▶ _Page extract_:

Personal information
- Date of birth: 10 November 1973 (age 52)
- Place of birth: Rasht, Iran

Team information
- Current team: Persepolis F.C.

Managerial career
- Years: Team
- 2016–2020: Iran women
- 2020–2021: Kuwait women
- 2021–2022: Iran women U20
- 2022–2024: Iran women
- 2025–: Perspolis F.C.

= Maryam Azmoon =

Iranian football coach (born 1973)

Maryam Azmoon (born 10 November 1973) is an Iranian football coach and former player. She previously coached Kuwait's women's national football team.

== Career ==
Before becoming a coach, Azmoon was a footballer. From 2013 to 2016, she served as head coach of the Kuwait women's national football team. In 2016 she worked alongside the head coach of Iran's women's national team Helena Costa before becoming head coach of the country's U-20 women's team in 2021.

Stored data

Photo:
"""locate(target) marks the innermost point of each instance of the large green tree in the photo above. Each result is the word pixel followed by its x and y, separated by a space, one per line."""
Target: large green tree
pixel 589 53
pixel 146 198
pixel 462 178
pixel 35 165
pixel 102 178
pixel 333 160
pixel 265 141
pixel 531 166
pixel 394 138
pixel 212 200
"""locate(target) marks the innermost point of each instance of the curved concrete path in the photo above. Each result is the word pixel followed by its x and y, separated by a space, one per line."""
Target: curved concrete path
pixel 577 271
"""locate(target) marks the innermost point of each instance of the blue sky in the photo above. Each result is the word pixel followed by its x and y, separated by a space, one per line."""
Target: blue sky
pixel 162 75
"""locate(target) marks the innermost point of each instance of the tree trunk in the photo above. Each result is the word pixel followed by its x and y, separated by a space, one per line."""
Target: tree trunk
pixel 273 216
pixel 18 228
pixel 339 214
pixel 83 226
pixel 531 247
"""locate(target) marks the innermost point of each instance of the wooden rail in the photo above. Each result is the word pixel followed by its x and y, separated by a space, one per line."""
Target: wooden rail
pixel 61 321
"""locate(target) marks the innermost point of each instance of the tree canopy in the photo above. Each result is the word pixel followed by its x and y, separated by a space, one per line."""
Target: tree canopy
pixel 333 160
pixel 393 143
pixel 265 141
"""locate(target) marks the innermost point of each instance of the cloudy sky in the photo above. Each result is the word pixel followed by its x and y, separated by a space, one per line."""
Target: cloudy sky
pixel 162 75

▶ _Task list_:
1 – List every team named in the Career section of the article on Maryam Azmoon.
2 – Resume the article on Maryam Azmoon, starting after its last sentence.

▶ _Answer set_:
1 –
- Kuwait women's national football team
- Iran's women's national team
- Iran's U-20 women's team

2 –
She held the post for two years before returning to the senior team, with the aims of qualifying for the 2023 FIFA Women's World Cup and 2024 Summer Olympics.

As of 2025 Azmoon is the manager of Perspolis W.F.C. In December 2025, ahead of Persepolis Women's first season in the Iranian Women's Football League, Azmoon highlighted her ambition for the team to compete for the championship, and emphasized the importance of continued development and fan support in achieving results.